Collected data entries:
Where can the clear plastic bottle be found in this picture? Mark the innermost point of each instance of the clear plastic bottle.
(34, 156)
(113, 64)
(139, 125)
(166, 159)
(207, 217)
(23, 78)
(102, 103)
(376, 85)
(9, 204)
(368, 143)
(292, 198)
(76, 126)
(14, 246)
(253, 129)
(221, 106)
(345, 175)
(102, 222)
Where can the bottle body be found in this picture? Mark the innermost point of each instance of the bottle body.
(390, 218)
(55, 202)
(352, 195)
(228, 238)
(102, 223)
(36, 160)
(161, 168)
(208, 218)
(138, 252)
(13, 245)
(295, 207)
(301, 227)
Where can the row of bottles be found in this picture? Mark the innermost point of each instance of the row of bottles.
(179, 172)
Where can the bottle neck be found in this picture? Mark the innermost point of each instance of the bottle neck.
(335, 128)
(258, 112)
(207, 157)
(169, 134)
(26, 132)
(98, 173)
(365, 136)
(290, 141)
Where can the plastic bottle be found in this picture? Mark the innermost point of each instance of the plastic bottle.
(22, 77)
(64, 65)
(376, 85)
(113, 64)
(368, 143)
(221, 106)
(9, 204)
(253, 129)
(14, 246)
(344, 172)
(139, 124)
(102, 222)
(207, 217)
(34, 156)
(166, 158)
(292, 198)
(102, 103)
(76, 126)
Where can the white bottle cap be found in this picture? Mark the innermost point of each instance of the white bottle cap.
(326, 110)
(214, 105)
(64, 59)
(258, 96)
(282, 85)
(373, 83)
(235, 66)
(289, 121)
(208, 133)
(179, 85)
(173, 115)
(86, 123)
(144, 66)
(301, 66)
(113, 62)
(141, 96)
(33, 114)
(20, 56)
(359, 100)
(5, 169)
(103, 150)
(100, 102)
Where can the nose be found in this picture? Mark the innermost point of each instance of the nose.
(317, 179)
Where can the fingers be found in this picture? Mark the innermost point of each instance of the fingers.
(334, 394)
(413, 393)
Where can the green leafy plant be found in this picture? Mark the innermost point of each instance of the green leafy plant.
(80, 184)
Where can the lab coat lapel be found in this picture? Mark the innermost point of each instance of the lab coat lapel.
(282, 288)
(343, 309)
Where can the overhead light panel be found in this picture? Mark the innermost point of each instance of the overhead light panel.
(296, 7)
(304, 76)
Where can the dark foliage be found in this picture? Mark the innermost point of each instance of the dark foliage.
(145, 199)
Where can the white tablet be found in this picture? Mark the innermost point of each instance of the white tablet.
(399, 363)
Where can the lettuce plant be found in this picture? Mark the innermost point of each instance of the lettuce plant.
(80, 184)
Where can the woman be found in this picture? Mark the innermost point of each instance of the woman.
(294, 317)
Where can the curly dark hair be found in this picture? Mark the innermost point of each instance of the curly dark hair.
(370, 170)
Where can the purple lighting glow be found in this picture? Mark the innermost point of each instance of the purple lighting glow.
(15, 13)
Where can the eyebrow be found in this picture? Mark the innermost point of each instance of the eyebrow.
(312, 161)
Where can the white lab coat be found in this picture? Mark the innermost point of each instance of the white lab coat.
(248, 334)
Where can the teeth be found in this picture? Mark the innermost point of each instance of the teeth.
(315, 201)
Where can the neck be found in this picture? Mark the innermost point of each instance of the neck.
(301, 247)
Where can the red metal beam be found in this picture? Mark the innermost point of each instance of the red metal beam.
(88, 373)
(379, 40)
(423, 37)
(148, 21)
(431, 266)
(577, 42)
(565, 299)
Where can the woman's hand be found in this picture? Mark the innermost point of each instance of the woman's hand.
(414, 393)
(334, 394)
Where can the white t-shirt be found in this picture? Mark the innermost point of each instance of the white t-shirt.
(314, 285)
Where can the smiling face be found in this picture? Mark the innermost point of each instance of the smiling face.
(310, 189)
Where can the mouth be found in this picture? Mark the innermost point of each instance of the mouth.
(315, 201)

WHAT TO WORK ON:
All of the data must be written out again, exactly as it stands.

EXERCISE RESULT:
Where can the clear plastic bottle be found in this picture? Mark the innermost point of each instance of the clear plastic bottle.
(34, 156)
(113, 64)
(139, 125)
(166, 159)
(207, 217)
(23, 78)
(102, 103)
(376, 85)
(9, 204)
(368, 143)
(292, 198)
(76, 126)
(14, 246)
(253, 129)
(221, 106)
(345, 175)
(102, 222)
Where can the bottle body be found in this picture? Mark the innermost point of each instance of the bottle body.
(390, 218)
(55, 202)
(352, 195)
(228, 238)
(102, 223)
(36, 160)
(161, 168)
(208, 218)
(138, 252)
(13, 245)
(295, 207)
(301, 227)
Where can the row of bottles be found in this picture? Mark the innermost point of each instance of the row of bottles.
(179, 172)
Where can the bottle neck be found in this picture? Mark the innermost point of each instance of the bottle neck.
(335, 128)
(258, 112)
(207, 157)
(169, 134)
(26, 132)
(98, 173)
(365, 136)
(290, 141)
Where can the plastic bottle be found in this picture? Mark the innermost point of each instance of the plastic bottle.
(22, 77)
(64, 65)
(376, 85)
(113, 64)
(368, 143)
(221, 106)
(9, 204)
(253, 129)
(14, 246)
(344, 172)
(139, 124)
(102, 222)
(207, 217)
(34, 156)
(166, 158)
(292, 198)
(102, 103)
(76, 126)
Where can the white bottle cap be found in this picture? Mark the innermost point of each instance of the white bottle cap.
(326, 110)
(214, 105)
(64, 59)
(258, 96)
(282, 85)
(373, 83)
(235, 66)
(289, 121)
(208, 133)
(179, 85)
(173, 115)
(86, 123)
(144, 66)
(301, 66)
(113, 62)
(141, 96)
(33, 114)
(20, 56)
(359, 100)
(5, 169)
(103, 150)
(100, 102)
Where can the nose be found in this picture? Mark the innermost point of each instance of the nose.
(317, 179)
Where can the fingers be found in this picture? Mark the innermost point of each instance of the fingers.
(334, 394)
(413, 393)
Where can the green leafy plant be found in this picture? Mark the innermost point of each instance of the green leafy plant.
(80, 184)
Where can the lab coat lapel be found in this picture? Mark the innermost point of each instance of the lab coat lapel.
(282, 288)
(343, 309)
Where can the overhead light panel be found in this picture? Mark the innermost point of each instance of the overhead light panel.
(296, 7)
(304, 76)
Where can the dark foliage be found in this picture? Mark the innermost point of each instance of the dark foliage.
(145, 199)
Where can the white tablet be found in this picture? Mark the innermost point of each instance of the white tablet.
(399, 363)
Where can the lettuce plant be found in this picture? Mark the innermost point of each instance of the lettuce plant.
(80, 184)
Where can the woman be found in this picture? Mark the innermost point of each instance of the woman.
(294, 317)
Where can the curly dark hair be found in this picture? Mark the innermost point of each instance of the curly dark hair.
(370, 170)
Where can the purple lighting glow be found in this picture? Mark the innermost point of each instance of the purple lighting glow.
(15, 13)
Where can the eyebrow be found in this picture? Mark the innermost point of each instance of the eyebrow.
(312, 161)
Where can the white lab coat be found in this picture? Mark the innermost point of each instance of the white lab coat.
(248, 334)
Where can the teeth be found in this picture? Mark the innermost point of each instance of the teeth.
(315, 201)
Where can the neck be found in this picture? Mark the innermost point of each instance of the neck.
(301, 247)
Where can the red metal beam be found in this picture? Mark the innermost point of each instance of the red metal beam.
(88, 373)
(379, 40)
(423, 37)
(148, 21)
(431, 266)
(577, 42)
(565, 299)
Where can the woman's hand be found in this picture? Mark the innermost point of each instance of the woman's hand.
(414, 393)
(334, 394)
Where can the white t-shirt be found in this picture? Mark the innermost point of each instance of the white t-shirt.
(314, 285)
Where can the smiling face be found in this picture? Mark the innermost point of each instance of the smiling face.
(310, 189)
Where can the mouth be found in this picture? Mark the innermost point of each instance of the mouth.
(315, 201)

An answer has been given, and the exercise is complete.